> **Material for the task**:

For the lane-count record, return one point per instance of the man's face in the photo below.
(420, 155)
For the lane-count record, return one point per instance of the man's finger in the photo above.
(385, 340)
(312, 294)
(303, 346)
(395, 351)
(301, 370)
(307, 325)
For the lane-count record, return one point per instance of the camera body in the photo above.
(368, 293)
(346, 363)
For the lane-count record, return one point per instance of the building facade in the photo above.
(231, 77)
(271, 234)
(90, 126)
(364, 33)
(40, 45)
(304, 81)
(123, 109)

==

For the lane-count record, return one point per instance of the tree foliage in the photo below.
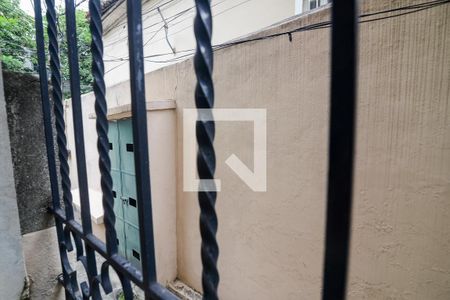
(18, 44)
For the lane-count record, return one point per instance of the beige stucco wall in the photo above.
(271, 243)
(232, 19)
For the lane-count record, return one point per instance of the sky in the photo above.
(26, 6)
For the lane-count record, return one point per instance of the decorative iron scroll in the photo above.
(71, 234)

> **Directive**:
Locate each line in the two blocks above that contains the string "point" and copy those lines out in full.

> **Written solution**:
For the lane-count record, return one point per instance of the man's face in the photo below.
For the lane-count record, return one point per instance of the man's finger in the photo above.
For the lane-count record, return one point per instance of the camera body in the photo above.
For the lane-count record, return one point per instance of the building facade in the photo above.
For the lane-count record, return one point per instance of the tree foliage in the photo below.
For the lane-count record, return one point per instance of the beige stucco wall in the photo above.
For the lane-count record, return one point per instance of the sky in the photo above.
For the lane-count record, return one point per instance of the decorative iron scroll in the photo above.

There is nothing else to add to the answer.